▶ _Extract_:
The Government owns 76 per cent of Air New Zealand, with the rest listed on the NZX. But it wants to consider lowering this to 51 per cent. It would also maintain a majority shareholding in the four other SOEs.
Key said the change in ownership structure would help broaden the pool of investments for New Zealanders while the companies would "reap the benefits of sharper commercial disciplines, more transparency and greater external oversight".
Scott St John, managing director of investment bank First NZ Capital and a member of the Capital Markets Development Taskforce, said the Government's proposal was in line with its recommendation to fill market gaps via listings in a way that did not need to compromise long-term control.
"I think it is good news that the Government is considering ways to recycle equity into new assets and is paying a great deal of attention to its balance sheets."
But he warned it would be no "silver bullet" fix for the sharemarket.
"There has been a lot of time and effort put into rebuilding the foundations of the investment market and this will be, if it eventuates, another very constructive step in that journey. But there is no silver bullet to rebuild the market. It will take quite some time and lots of small steps."
NZX chief executive Mark Weldon described the Prime Minister's announcement as bold and visionary.
Weldon said if the floats went ahead there would be "incredible appetite" to invest in them.
"We have had $14 billion that shouldn't have been invested into finance companies. There is an enormous amount of money out there looking for a safe investment."
Weldon said the four energy SOEs were established businesses with scale, strong market positions and genuine cashflow.

▶ _Data supplied_:
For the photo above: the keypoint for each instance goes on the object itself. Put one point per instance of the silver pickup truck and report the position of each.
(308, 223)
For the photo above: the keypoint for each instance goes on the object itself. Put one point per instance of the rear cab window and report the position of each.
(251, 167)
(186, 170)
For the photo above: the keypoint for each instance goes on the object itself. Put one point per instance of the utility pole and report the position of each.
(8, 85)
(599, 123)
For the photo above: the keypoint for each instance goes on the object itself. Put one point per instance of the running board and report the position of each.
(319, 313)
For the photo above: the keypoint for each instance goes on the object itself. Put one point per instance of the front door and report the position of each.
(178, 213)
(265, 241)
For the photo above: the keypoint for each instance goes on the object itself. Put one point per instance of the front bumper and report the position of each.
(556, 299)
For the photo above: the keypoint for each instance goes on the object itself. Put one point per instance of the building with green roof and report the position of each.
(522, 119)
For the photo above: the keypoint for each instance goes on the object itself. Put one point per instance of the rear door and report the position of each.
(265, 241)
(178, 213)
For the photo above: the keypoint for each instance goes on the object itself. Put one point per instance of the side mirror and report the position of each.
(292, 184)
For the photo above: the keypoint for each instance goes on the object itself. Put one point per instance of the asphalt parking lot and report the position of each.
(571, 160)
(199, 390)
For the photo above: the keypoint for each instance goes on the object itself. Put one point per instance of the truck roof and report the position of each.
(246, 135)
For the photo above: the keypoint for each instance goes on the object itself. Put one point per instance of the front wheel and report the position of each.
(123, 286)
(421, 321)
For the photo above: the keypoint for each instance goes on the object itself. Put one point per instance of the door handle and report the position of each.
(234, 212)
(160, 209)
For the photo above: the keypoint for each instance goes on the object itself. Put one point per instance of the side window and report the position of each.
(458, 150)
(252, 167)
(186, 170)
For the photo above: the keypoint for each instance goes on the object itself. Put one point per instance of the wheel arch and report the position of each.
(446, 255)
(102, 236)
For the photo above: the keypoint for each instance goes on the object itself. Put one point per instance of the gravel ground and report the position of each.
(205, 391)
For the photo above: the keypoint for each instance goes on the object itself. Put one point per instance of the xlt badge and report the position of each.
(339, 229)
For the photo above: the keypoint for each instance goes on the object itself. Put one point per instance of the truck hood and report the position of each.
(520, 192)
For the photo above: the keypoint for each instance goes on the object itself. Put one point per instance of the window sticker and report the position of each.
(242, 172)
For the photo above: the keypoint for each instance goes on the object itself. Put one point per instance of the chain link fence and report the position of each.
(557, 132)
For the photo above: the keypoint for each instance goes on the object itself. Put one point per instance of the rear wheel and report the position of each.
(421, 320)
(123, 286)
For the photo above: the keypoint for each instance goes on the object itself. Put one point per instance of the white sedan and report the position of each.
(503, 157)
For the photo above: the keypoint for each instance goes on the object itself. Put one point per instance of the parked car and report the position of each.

▶ _Task_:
Continue the news article on the Government's plan to sell minority stakes in Air New Zealand and other state-owned enterprises, picking up after its final sentence rather than drawing on the data.

▶ _In response_:
"They are blue chip and what the market has lacked is blue chip investments." But he said there needed to be work done to ensure the investments were available to any New Zealander, not just those who had owned shares in the past.
"Owning shares is the best way of educating people about them."
Weldon was not concerned about New Zealanders buying into the companies and then flicking them on to foreign investors.
"If you look at Contact Energy it still has the largest register. Most New Zealanders who end up owning shares in a Contact, AMP or Auckland Airport hold on to those for a long time."
Deloitte partner Paul Callow said partial privatisation would impose stronger commercial disciplines and make the SOEs sharper.
"It will make SOEs subject to public disclosure and reporting rules as a public company. Companies will need to be more competitive to create value, which will be transparent through the share price and which directors will be accountable to investors for."
Callow said the Government had removed one major public objection by stating that it would remain a majority shareholder but if it went ahead with the floats it would remain exposed to fallout from the public if the value of the company's shares fell dramatically.